» Work item: Below are some records; retype all of them exactly.

(Source records)
§

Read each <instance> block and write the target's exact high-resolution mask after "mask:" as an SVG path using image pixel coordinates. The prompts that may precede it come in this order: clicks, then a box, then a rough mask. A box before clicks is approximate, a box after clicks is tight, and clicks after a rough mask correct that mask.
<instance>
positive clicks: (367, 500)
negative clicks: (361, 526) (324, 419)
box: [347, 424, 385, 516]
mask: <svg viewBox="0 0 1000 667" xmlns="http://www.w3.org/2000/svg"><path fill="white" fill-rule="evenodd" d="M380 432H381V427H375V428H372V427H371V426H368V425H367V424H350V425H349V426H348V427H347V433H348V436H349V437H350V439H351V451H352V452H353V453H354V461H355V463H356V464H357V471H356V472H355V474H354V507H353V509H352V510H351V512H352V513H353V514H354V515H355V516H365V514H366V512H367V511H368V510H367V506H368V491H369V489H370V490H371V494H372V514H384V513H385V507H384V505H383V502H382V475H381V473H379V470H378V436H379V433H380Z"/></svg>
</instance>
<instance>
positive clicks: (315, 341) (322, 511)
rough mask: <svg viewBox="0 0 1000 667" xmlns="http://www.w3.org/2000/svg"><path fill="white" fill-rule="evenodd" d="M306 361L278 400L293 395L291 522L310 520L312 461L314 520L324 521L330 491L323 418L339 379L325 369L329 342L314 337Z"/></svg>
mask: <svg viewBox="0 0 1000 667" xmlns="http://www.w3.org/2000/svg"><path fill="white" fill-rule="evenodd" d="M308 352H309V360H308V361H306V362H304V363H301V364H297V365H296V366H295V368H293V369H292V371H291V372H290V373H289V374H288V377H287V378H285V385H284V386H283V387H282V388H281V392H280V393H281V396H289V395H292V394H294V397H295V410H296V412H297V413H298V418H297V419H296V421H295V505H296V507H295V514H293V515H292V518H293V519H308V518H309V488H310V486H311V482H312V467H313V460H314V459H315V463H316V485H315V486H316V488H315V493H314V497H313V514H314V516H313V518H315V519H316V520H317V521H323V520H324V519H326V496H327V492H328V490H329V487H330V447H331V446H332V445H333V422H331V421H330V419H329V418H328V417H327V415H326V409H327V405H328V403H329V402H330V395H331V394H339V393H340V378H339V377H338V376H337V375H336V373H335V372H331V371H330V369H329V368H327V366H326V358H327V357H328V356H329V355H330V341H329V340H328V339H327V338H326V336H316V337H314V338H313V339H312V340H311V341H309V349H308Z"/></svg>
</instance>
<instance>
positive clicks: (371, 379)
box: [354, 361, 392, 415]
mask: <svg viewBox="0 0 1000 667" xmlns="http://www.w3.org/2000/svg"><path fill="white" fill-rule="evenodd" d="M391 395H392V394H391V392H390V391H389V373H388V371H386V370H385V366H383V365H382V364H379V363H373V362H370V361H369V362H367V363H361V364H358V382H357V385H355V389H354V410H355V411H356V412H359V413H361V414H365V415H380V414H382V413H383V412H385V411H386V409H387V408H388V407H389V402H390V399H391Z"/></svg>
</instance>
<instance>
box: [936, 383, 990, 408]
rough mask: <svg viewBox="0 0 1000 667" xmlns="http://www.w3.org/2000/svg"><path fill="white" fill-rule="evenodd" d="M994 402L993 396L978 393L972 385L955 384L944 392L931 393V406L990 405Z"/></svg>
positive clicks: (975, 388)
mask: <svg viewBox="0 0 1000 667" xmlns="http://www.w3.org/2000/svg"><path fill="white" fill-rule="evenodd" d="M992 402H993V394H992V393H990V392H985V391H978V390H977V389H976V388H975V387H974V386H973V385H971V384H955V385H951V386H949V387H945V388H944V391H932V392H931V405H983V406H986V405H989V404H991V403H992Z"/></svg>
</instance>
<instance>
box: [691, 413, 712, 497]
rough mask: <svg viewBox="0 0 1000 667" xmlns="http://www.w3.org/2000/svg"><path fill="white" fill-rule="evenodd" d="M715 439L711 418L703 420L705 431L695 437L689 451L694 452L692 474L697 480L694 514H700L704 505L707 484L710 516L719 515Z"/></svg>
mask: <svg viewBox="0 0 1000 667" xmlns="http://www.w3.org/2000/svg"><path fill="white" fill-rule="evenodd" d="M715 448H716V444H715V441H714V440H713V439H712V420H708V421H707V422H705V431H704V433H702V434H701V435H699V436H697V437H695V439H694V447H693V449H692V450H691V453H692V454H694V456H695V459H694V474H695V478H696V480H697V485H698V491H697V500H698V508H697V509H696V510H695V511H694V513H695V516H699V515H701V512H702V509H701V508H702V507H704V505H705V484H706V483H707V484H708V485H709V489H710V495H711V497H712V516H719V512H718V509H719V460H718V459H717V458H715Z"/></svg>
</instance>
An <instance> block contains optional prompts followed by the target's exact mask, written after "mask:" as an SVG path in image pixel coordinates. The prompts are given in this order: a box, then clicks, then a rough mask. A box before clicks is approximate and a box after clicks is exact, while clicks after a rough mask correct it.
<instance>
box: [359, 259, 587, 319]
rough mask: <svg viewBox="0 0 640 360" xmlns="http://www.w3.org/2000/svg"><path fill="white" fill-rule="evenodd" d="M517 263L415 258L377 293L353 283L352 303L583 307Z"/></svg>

§

» Task answer:
Read each <instance> block and write the target's exact high-resolution mask after "mask:" as an SVG path using image pixel coordinates. The prompts that may precede it come in this order: clicks, then a box, then a rough mask. A box before clicks is approximate, a box after clicks is tight, and clicks after a rough mask correct that mask.
<instance>
positive clicks: (367, 500)
negative clicks: (361, 526) (324, 419)
box: [347, 424, 385, 516]
mask: <svg viewBox="0 0 1000 667" xmlns="http://www.w3.org/2000/svg"><path fill="white" fill-rule="evenodd" d="M380 432H381V427H375V428H372V427H371V426H368V425H367V424H350V425H349V426H348V427H347V433H348V436H349V437H350V439H351V451H352V452H353V453H354V461H355V463H356V464H357V471H356V472H355V474H354V507H353V509H352V510H351V512H352V513H353V514H354V515H355V516H365V514H366V512H367V511H368V510H367V506H368V491H369V489H370V490H371V494H372V514H384V513H385V507H384V505H383V502H382V475H381V473H379V470H378V436H379V433H380Z"/></svg>
</instance>
<instance>
positive clicks: (315, 341) (322, 511)
rough mask: <svg viewBox="0 0 1000 667" xmlns="http://www.w3.org/2000/svg"><path fill="white" fill-rule="evenodd" d="M306 361L278 400L293 395L291 522L310 520L312 461L314 520L324 521L330 491L323 418L339 379L325 369L329 342L314 337Z"/></svg>
mask: <svg viewBox="0 0 1000 667" xmlns="http://www.w3.org/2000/svg"><path fill="white" fill-rule="evenodd" d="M308 352H309V360H308V361H306V362H304V363H301V364H297V365H296V366H295V368H293V369H292V371H291V372H290V373H289V374H288V377H287V378H285V385H284V386H283V387H282V388H281V392H280V393H281V396H289V395H292V394H294V397H295V410H296V412H297V413H298V418H297V419H296V421H295V505H296V507H295V514H293V515H292V518H293V519H308V518H309V488H310V486H311V482H312V467H313V460H314V459H315V463H316V485H315V486H316V488H315V493H314V497H313V514H314V516H313V518H315V519H316V520H317V521H323V520H324V519H326V496H327V492H328V490H329V487H330V447H331V446H332V445H333V422H331V421H330V419H329V418H328V417H327V415H326V409H327V405H328V403H329V402H330V395H331V394H339V393H340V378H339V377H338V376H337V375H336V373H335V372H331V371H330V369H329V368H327V366H326V358H327V357H328V356H329V355H330V341H329V340H328V339H327V338H326V336H316V337H314V338H313V339H312V340H311V341H309V349H308Z"/></svg>
</instance>
<instance>
positive clicks: (371, 379)
box: [354, 361, 392, 415]
mask: <svg viewBox="0 0 1000 667" xmlns="http://www.w3.org/2000/svg"><path fill="white" fill-rule="evenodd" d="M391 395H392V394H391V392H390V391H389V373H388V371H386V370H385V366H383V365H382V364H379V363H373V362H370V361H369V362H367V363H361V364H358V382H357V385H355V389H354V410H355V411H356V412H359V413H361V414H365V415H380V414H382V413H383V412H385V411H386V409H387V408H388V407H389V402H390V399H391Z"/></svg>
</instance>
<instance>
box: [936, 383, 990, 408]
rough mask: <svg viewBox="0 0 1000 667" xmlns="http://www.w3.org/2000/svg"><path fill="white" fill-rule="evenodd" d="M994 402L993 396L978 393L972 385L955 384L944 392L931 393V406L990 405Z"/></svg>
positive clicks: (975, 388)
mask: <svg viewBox="0 0 1000 667" xmlns="http://www.w3.org/2000/svg"><path fill="white" fill-rule="evenodd" d="M992 402H993V394H992V393H990V392H985V391H978V390H977V389H976V388H975V387H974V386H973V385H971V384H955V385H951V386H949V387H945V388H944V391H932V392H931V405H983V406H986V405H989V404H991V403H992Z"/></svg>
</instance>
<instance>
box: [691, 413, 712, 497]
rough mask: <svg viewBox="0 0 1000 667" xmlns="http://www.w3.org/2000/svg"><path fill="white" fill-rule="evenodd" d="M715 439L711 418L703 420L705 431L695 437L689 451L694 452L692 474L697 480L694 514H700L704 505L707 484L710 516L719 515Z"/></svg>
mask: <svg viewBox="0 0 1000 667" xmlns="http://www.w3.org/2000/svg"><path fill="white" fill-rule="evenodd" d="M715 448H716V444H715V441H714V440H713V439H712V420H708V421H707V422H705V431H704V433H702V434H701V435H699V436H697V437H695V439H694V447H693V449H692V450H691V453H692V454H694V456H695V459H694V474H695V478H696V480H697V485H698V491H697V500H698V508H697V509H696V510H695V511H694V513H695V516H699V515H701V512H702V509H701V508H702V507H704V505H705V484H706V483H707V484H708V485H709V489H710V495H711V497H712V516H719V512H718V509H719V460H718V459H717V458H715Z"/></svg>
</instance>
An <instance> block contains optional prompts followed by the target's exact mask, written after "mask:" as an SVG path in image pixel coordinates. The prompts are given in this order: a box, then clicks, then a rough mask. A box before clicks is approximate and a box after clicks is exact, while clicks after a rough mask correct it.
<instance>
box: [359, 259, 587, 319]
rough mask: <svg viewBox="0 0 640 360" xmlns="http://www.w3.org/2000/svg"><path fill="white" fill-rule="evenodd" d="M517 263L415 258L377 293L353 283L352 303L583 307Z"/></svg>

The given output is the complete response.